### Given task
Write out precisely the lines beginning with the line that contains "If you could point out the white straw" and ending with the last line of the entries, and no other lines.

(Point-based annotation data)
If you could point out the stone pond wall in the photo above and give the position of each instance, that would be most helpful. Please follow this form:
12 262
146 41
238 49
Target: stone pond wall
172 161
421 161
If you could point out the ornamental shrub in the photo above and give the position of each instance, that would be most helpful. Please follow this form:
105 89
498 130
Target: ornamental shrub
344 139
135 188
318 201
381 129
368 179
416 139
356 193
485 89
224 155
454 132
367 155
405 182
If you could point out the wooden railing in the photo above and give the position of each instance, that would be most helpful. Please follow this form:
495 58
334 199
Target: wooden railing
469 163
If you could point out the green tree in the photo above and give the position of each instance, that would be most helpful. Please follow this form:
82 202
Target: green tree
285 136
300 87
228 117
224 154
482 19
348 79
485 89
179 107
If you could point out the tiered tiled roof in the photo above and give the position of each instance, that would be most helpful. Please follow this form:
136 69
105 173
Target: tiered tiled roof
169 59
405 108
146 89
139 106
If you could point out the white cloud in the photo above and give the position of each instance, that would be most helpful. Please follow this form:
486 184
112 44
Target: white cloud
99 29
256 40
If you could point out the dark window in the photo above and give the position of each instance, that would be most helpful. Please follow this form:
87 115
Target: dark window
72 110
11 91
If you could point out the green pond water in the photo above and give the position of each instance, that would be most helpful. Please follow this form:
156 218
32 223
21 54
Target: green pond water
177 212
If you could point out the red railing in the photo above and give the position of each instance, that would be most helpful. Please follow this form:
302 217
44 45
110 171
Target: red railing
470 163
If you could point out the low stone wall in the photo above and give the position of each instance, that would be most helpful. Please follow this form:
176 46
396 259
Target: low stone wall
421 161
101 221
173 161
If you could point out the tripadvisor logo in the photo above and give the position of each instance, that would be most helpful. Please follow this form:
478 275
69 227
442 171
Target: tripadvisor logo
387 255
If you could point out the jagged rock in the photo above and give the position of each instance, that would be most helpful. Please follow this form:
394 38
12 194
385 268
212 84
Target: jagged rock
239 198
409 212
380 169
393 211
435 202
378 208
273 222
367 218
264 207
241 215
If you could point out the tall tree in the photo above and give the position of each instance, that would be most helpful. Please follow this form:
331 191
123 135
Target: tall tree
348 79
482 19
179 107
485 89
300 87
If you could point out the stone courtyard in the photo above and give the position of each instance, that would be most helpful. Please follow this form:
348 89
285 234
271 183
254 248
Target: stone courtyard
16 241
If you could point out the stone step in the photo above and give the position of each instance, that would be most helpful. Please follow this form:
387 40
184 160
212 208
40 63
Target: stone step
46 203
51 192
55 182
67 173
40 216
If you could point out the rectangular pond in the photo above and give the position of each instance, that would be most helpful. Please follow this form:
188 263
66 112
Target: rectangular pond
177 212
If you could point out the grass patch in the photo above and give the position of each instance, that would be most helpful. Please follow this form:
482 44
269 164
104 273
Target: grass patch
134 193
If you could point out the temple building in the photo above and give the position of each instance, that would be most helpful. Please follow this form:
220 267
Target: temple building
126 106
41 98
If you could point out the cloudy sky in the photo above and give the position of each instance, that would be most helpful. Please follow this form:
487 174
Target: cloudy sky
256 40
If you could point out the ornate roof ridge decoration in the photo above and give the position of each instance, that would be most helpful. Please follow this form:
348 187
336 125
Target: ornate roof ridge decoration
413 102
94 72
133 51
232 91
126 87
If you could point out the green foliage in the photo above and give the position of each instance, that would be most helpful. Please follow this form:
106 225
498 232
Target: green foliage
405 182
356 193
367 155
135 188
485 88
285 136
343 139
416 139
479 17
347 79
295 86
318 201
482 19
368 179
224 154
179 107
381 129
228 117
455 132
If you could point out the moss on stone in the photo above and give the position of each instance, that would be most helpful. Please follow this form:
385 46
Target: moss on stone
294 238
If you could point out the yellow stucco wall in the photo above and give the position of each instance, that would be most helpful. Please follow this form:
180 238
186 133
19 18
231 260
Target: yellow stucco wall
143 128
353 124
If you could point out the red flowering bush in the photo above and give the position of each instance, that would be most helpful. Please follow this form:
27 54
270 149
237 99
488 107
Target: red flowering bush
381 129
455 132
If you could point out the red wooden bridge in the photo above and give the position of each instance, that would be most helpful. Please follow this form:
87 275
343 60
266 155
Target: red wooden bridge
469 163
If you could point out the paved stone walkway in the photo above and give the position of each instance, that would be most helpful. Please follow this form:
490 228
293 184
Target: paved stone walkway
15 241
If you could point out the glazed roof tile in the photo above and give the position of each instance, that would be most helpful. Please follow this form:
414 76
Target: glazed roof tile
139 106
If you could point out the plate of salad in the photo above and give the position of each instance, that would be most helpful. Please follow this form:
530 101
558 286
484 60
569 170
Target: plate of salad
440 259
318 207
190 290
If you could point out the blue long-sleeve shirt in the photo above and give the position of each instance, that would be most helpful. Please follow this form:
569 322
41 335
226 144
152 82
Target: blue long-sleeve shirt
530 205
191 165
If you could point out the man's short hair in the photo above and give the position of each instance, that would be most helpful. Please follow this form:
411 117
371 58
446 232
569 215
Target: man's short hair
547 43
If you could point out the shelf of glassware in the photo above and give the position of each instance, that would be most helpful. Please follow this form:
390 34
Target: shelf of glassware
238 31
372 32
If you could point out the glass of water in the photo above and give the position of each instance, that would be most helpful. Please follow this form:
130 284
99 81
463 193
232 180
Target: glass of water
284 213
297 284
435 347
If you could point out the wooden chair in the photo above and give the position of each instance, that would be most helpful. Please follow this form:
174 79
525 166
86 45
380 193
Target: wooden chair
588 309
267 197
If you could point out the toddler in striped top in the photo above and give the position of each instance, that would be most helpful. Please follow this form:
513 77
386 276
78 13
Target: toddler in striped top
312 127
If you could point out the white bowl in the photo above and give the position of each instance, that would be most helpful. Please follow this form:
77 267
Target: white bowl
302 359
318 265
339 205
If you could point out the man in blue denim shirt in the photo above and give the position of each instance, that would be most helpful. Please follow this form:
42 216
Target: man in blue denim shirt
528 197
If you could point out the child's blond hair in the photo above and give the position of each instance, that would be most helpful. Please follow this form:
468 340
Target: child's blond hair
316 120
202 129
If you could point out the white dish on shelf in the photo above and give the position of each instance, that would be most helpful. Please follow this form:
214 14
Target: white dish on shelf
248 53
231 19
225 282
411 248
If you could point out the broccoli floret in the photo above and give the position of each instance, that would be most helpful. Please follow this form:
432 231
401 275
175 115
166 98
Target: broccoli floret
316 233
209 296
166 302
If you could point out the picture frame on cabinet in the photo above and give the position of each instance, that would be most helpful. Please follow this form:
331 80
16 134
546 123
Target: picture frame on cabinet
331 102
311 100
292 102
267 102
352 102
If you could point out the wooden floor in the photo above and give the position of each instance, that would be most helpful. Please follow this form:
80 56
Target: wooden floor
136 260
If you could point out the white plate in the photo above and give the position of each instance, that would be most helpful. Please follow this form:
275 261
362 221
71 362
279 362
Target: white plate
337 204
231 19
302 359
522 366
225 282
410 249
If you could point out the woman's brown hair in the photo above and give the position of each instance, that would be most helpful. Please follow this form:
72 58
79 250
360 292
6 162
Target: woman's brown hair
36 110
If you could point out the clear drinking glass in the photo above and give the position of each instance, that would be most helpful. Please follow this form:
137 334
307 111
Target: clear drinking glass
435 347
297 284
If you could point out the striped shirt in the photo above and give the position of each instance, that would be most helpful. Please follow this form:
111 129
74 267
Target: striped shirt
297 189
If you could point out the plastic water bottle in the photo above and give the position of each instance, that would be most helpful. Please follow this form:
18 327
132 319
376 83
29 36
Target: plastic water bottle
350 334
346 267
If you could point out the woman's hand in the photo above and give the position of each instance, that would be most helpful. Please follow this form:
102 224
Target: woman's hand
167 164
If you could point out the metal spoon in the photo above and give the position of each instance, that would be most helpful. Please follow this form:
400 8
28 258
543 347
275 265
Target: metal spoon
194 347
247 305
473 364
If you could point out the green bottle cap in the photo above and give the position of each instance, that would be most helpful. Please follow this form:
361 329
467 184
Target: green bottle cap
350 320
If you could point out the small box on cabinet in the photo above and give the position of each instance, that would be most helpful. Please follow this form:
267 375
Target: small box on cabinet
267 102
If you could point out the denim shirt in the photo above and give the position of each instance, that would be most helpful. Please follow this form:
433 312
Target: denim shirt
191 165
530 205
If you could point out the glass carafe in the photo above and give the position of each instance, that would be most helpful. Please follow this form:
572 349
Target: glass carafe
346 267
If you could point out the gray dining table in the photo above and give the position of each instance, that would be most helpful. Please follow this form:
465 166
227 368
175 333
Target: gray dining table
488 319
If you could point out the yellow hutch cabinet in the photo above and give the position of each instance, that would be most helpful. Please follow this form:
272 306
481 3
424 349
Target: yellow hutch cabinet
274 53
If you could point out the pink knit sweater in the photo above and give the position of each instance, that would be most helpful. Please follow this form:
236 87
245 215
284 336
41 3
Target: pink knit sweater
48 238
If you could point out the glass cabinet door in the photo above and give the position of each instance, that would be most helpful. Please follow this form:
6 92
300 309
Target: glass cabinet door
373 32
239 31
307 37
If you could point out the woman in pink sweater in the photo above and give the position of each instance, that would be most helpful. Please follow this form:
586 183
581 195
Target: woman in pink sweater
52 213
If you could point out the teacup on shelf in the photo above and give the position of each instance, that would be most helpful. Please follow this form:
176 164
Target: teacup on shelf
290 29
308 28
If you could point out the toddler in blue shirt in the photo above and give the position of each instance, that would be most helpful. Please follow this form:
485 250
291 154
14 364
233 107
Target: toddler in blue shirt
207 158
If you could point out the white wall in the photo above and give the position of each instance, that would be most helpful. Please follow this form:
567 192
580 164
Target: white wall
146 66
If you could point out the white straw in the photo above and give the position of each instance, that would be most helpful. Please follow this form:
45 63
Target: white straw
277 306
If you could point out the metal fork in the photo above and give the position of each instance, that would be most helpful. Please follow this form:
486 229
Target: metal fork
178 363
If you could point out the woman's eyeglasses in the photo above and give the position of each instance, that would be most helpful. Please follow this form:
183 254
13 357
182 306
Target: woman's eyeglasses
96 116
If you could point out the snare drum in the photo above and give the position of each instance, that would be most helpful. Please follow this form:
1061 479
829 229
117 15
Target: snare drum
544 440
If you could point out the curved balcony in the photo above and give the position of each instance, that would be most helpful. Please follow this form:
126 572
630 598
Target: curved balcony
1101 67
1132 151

### Result of this exercise
If you could point out the white straw in the photo above and give the position of each instance, that would be most helpful. Please follow this form:
45 63
Target: white straw
277 306
If you could point out the metal fork in the photo above and give the position of each instance, that would be most helpful. Please follow this form:
486 229
Target: metal fork
178 363
If you could point out the woman's eyeglasses in the photo above and give the position of each instance, that would be most helpful. Please follow this form:
183 254
13 357
182 306
Target: woman's eyeglasses
96 116
If you could point out the snare drum in the photo above and give the position of each instance, that would be most helpful. Please follow this form:
1061 479
829 229
117 15
Target: snare drum
544 440
If you could point out the curved balcony in the photo above and give the position of each instance, that would be most helpful. Please follow this form:
126 572
630 598
Target: curved balcony
1101 67
1132 151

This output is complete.